= AIM 1 =
From the newspaper article below, extract the passage from "Hedge Fund Fighting" to "the current premier." without any changes.
— start of SELECTED EXCERPT —
Hedge Fund Fighting Over Spain’s Top Paper Gets Close to Sanchez

A power struggle for Spain’s best-selling newspaper is coming to a head and Prime Minister Pedro Sanchez will be watching closely.

Founded at the birth of Spanish democracy in the 1970s, El Pais has traditionally supported Sanchez’s Socialists but has had a tense relationship with the new brand of left-wing politics pursued by the current premier.

Sanchez has said publicly that the paper’s publisher, Prisa, was involved in the maneuvers that saw him ousted as party leader in 2016. El Pais’s editorial page has attacked him repeatedly since his return to power for ignoring the advice of party elders who say his deals with Catalan separatists and the far-left group Podemos gift legitimacy to dangerous rivals.

Now, it seems, Sanchez could catch a break. Prisa’s biggest shareholder wants to break up an old boys’ network club that is critical of the premier and still seen as pulling strings at El Pais.

Joseph Oughourlian, founder of London-based hedge fund Amber Capital, is ready to vote to have Prisa Chairman Javier Monzon removed at a shareholders’ meeting on Monday, according to people familiar with his thinking speaking on condition of anonymity.
— end of SELECTED EXCERPT —
= AIM 2 =
In the records that follow, copy verbatim every line from the line with "Find the parked" to the line with "[(921, 395)]", including both of those lines.
— start of EXTRACTED MATERIAL —
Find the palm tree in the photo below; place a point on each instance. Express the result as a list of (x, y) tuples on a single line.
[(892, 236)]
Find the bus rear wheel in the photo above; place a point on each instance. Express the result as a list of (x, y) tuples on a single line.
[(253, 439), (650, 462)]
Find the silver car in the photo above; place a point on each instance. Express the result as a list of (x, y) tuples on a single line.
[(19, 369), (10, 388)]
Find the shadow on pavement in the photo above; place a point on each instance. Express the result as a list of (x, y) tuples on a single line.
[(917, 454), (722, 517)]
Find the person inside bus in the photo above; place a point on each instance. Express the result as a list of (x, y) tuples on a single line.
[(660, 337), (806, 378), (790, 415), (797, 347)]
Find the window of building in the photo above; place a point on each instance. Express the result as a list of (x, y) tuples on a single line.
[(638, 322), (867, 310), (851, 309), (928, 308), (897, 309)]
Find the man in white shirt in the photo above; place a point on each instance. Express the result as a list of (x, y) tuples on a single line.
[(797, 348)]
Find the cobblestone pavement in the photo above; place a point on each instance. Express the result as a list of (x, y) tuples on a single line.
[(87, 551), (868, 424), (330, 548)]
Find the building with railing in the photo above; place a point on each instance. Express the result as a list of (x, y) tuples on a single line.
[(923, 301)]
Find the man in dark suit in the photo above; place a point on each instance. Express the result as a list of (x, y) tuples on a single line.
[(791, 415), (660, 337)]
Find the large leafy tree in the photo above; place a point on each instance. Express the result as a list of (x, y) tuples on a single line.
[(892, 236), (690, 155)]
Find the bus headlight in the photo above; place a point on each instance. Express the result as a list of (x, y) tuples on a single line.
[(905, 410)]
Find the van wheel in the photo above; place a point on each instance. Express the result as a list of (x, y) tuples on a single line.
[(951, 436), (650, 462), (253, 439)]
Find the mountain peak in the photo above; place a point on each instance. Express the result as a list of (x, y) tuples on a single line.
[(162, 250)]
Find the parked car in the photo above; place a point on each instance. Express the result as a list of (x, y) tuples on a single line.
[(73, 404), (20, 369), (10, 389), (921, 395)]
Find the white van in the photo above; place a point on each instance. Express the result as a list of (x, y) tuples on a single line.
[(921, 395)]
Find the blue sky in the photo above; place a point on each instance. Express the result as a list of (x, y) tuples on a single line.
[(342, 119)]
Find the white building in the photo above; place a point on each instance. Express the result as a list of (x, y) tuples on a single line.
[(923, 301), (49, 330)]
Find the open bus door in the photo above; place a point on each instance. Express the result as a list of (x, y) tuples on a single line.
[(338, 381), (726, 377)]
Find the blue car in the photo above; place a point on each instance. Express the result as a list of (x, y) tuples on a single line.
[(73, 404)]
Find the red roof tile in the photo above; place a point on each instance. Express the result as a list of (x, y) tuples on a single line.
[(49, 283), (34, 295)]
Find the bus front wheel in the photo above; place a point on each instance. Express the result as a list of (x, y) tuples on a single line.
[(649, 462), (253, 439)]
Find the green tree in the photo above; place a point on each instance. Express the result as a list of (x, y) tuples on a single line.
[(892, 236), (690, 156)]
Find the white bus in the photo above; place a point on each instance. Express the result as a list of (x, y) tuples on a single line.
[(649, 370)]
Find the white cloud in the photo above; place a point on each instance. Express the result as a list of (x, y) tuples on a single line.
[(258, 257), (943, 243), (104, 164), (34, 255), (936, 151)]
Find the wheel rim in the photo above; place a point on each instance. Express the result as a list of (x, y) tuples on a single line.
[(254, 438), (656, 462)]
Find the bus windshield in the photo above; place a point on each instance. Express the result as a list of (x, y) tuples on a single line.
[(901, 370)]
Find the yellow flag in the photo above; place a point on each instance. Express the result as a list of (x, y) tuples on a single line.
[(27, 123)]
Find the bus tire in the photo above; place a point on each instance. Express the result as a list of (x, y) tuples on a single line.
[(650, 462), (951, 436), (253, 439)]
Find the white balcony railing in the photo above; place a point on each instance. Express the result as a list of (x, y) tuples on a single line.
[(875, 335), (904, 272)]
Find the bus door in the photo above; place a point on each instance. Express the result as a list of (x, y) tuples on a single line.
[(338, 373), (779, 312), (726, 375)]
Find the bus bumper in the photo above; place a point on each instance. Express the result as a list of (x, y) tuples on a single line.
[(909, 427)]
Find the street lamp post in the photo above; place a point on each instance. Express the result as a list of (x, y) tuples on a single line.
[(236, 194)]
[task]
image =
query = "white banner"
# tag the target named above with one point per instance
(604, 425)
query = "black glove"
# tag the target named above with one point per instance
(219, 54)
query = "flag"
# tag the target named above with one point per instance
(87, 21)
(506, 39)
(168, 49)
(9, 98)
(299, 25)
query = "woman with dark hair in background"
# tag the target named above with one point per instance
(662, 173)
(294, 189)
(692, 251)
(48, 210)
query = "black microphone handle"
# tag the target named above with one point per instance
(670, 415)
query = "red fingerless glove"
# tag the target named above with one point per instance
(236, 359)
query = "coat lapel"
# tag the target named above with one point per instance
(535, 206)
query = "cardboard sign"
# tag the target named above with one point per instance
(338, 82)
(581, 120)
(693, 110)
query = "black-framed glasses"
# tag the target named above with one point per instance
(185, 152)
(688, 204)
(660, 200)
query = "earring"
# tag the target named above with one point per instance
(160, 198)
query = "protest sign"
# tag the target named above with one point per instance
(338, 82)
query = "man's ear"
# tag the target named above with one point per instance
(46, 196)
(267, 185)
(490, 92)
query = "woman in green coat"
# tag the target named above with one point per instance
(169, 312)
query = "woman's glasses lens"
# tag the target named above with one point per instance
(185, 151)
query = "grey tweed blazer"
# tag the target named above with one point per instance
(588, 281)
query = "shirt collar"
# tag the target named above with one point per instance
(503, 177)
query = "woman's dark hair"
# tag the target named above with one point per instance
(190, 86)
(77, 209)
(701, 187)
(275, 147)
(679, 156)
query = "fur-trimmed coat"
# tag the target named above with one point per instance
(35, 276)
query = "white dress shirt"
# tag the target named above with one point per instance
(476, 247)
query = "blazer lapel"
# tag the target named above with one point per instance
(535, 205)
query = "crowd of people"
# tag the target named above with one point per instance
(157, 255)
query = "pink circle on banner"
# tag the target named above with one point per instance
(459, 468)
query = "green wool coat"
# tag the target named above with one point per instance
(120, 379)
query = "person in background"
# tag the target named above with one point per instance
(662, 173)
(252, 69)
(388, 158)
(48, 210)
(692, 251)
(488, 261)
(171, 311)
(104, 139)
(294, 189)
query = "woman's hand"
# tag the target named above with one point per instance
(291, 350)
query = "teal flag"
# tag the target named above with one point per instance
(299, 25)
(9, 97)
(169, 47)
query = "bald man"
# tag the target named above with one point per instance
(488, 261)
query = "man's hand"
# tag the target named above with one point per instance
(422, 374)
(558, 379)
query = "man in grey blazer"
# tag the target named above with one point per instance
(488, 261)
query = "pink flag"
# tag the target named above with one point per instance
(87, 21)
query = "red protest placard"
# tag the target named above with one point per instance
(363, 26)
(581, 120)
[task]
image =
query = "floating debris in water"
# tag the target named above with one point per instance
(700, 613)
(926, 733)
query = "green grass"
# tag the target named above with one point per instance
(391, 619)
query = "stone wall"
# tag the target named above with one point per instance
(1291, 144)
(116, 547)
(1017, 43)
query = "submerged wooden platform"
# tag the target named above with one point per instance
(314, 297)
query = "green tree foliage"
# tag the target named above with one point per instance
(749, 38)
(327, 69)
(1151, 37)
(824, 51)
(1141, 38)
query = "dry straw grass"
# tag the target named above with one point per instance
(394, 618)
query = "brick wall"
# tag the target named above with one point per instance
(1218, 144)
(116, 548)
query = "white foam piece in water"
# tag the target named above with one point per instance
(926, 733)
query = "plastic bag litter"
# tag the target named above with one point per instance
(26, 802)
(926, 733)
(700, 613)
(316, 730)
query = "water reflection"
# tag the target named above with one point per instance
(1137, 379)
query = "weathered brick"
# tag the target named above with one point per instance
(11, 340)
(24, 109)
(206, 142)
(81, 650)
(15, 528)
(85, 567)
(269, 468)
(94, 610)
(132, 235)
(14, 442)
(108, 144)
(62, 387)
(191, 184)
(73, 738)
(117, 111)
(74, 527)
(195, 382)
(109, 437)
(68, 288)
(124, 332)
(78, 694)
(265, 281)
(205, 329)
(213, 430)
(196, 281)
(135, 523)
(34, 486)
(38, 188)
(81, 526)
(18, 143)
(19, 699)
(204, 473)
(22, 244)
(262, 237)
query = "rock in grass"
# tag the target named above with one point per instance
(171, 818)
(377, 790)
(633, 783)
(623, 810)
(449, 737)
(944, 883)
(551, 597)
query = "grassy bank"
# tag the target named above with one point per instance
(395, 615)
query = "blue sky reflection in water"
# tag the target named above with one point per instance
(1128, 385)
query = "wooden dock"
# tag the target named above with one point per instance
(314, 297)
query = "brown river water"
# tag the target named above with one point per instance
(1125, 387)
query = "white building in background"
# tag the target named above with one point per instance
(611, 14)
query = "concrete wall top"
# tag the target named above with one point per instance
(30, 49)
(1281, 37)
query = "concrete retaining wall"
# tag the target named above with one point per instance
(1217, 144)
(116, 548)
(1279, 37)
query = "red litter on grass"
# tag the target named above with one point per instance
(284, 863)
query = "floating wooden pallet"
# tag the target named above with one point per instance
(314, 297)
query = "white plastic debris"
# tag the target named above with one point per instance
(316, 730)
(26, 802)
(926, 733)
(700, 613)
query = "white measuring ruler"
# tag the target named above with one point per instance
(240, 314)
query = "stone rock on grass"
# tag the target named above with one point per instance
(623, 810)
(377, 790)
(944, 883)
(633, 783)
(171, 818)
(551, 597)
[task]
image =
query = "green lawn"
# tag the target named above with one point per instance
— end of EXTRACTED MATERIAL —
= RESPONSE 1 =
Hedge Fund Fighting Over Spain’s Top Paper Gets Close to Sanchez

A power struggle for Spain’s best-selling newspaper is coming to a head and Prime Minister Pedro Sanchez will be watching closely.

Founded at the birth of Spanish democracy in the 1970s, El Pais has traditionally supported Sanchez’s Socialists but has had a tense relationship with the new brand of left-wing politics pursued by the current premier.

= RESPONSE 2 =
Find the parked car in the photo above; place a point on each instance. Express the result as a list of (x, y) tuples on a single line.
[(73, 404), (20, 369), (10, 389), (921, 395)]
Find the white van in the photo above; place a point on each instance. Express the result as a list of (x, y) tuples on a single line.
[(921, 395)]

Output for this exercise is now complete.